## begin
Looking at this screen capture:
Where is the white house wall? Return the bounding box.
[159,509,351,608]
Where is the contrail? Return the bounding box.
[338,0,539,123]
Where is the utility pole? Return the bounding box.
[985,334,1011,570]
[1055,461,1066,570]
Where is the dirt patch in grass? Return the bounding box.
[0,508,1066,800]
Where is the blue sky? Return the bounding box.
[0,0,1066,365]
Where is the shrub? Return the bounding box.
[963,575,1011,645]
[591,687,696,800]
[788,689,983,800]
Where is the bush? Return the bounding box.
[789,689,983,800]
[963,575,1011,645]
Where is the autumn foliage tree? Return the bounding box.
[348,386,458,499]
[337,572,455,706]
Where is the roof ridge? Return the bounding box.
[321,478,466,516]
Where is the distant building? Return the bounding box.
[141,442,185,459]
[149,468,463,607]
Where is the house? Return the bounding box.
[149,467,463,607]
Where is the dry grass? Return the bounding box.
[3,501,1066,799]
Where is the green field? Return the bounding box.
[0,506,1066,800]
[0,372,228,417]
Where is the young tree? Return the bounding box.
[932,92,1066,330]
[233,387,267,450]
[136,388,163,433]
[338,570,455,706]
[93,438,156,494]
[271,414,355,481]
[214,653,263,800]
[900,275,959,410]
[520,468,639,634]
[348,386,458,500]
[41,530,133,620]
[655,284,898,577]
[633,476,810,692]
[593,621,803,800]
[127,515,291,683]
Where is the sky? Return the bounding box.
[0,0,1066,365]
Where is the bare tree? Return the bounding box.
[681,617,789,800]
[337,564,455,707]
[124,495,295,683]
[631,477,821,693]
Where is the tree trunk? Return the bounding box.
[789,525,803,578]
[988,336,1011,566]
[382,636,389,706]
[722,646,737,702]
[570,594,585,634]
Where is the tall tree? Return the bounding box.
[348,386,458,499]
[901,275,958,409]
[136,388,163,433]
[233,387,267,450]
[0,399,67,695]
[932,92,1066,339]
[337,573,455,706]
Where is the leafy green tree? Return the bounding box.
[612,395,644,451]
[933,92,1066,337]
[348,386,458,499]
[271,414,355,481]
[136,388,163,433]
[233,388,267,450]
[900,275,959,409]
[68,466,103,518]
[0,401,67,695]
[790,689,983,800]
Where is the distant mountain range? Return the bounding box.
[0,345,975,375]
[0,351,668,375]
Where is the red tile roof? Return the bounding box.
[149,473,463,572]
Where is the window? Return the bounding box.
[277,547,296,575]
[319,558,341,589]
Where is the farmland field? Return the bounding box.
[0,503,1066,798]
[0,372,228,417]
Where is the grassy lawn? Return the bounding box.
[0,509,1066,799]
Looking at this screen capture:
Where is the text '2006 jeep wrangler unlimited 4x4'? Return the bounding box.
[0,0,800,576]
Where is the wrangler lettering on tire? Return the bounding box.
## end
Lay out the stretch of lines above, from the start through the line containing "[1055,461,1066,570]", as a Markdown table. Use the columns Row and Text, put each line in its own row, and leave out blank lines.

> _Result_
| Row | Text |
|---|---|
| 1 | Looking at this screen capture: |
| 2 | Where is the white house wall? Return the bounding box. |
| 3 | [159,509,351,608] |
| 4 | Where is the contrail? Return the bounding box. |
| 5 | [338,0,539,123] |
| 6 | Where is the utility pole? Return the bounding box. |
| 7 | [985,334,1011,570] |
| 8 | [1055,461,1066,570] |